# [Quoted text]

************

ALBUM of the WEEK Joshua Redman, Come What May, Nonesuch
It has been quite a while since this Joshua Redman Quartet configuration has issued an album, some 20 years or so in fact since Redman last teamed up with Aaron Goldberg, Reuben Rogers and Gregory Hutchinson in the easy mainstream space that Redman has virtually made his own over the years.
Full of bittersweet elegiac melody this lands if you like right in the middle stylistically of where jazz is these days, neither smooth nor full of extravagant avant garde gesture. Redman brings with him nonetheless an encyclopedia of saxophone prowess and in some ways nothing really has changed since we were introduced to him back in the 1990s.
Full of original tunes there is plenty here for newcomers to jazz and old hands alike. For sure one thing that Redman never forgets is how to shape a melody and draw on his emotional side and with this band manages to underline his key approach so convincingly once again.
Photo: Arne Reimer
REVIEW Theon Cross FYAH Gearbox **** RECOMMENDED
LOOK OUT FOR THIS IN FEBRUARY The buzz began before the holidays, ‘Panda Village’ popping up and standing out on a number of high profile playlists, and while Fyah is not available until 15 February marlbank readers you lucky things are the first to know more first.
Theon Cross you will recall from Sons of Kemet (he took over from the original tuba player Oren Marshall) and is well known on the London scene. Cross flickered first on marlbank’s radar on Tom Challenger’s raucous Brass Mask Live that came out two years ago and was an out-there gospelly New Orleans confection.
This is very different. Tuba it is easy to forget is extremely unusual in contemporary jazz because, of course, the bass we nearly always hear is provided by a double bass or bass guitar.
Recorded at the Soup studio in London what we have here is a trio on six of the tracks (Cross with saxist Nubya Garcia and drummer Moses Boyd) expanded to a different quintet on the remaining two (Cross with his brother trombonist Nathaniel Cross, Tim Doyle on percussion, Artie Zaitz on electric guitar and Wayne Francis on tenor sax).
The first thing that you notice on opener ‘Activate’ is the thunderously captured tuba sound. Gearbox are very good at getting a full sound and given that this will be issued on vinyl (I am listening on a digital copy) the sound will be even more riotously immediate.
‘Activate’ has a simplicity to it and becomes a conversation between tuba and sax that certainly summons up the atmosphere of a Sons of Kemet record. Cross takes a solo after the initial duelling which is OK but the initial fireworks stole the show. His strength throughout Fyah no fears is in rock solid beat in group-play not necessarily soloing which is actually very limited in terms of his role. The tuba is not cut out for that really.

************

# [Required work]
Extract from the album reviews the stretch from "This is very" through "or bass guitar.", copying it word for word.

# [Data section]
************

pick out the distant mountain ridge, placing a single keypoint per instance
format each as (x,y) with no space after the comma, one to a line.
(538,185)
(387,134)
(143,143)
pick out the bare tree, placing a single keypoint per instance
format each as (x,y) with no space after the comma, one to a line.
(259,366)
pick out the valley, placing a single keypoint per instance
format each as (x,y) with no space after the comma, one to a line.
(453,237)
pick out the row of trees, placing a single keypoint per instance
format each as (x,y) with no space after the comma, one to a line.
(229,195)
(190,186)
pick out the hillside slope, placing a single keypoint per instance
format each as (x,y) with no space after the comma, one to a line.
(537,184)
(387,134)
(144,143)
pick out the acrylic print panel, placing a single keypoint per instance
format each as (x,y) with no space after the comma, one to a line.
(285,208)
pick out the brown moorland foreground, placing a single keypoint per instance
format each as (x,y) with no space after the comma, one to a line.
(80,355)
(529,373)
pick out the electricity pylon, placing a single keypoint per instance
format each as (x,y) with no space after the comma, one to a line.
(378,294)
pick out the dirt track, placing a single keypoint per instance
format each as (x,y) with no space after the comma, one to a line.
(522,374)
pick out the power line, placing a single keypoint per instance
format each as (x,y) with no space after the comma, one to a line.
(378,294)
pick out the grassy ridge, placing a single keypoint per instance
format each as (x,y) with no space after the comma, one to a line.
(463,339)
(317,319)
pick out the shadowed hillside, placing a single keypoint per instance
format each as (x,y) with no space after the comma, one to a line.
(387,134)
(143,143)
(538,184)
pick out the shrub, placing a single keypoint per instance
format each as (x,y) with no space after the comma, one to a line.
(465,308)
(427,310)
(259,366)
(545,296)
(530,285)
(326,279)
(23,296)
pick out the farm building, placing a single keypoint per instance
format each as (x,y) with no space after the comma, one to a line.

************

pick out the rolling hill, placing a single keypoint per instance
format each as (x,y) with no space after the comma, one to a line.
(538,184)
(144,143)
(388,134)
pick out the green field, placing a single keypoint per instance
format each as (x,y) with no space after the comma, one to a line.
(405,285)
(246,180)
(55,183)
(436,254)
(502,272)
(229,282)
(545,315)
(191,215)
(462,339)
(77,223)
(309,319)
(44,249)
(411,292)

************

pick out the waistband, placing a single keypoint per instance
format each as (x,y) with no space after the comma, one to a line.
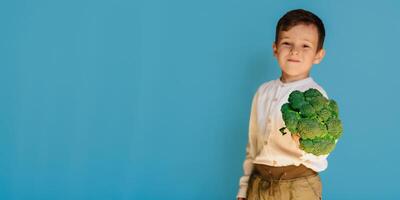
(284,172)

************

# [Task output]
This is very different. Tuba it is easy to forget is extremely unusual in contemporary jazz because, of course, the bass we nearly always hear is provided by a double bass or bass guitar.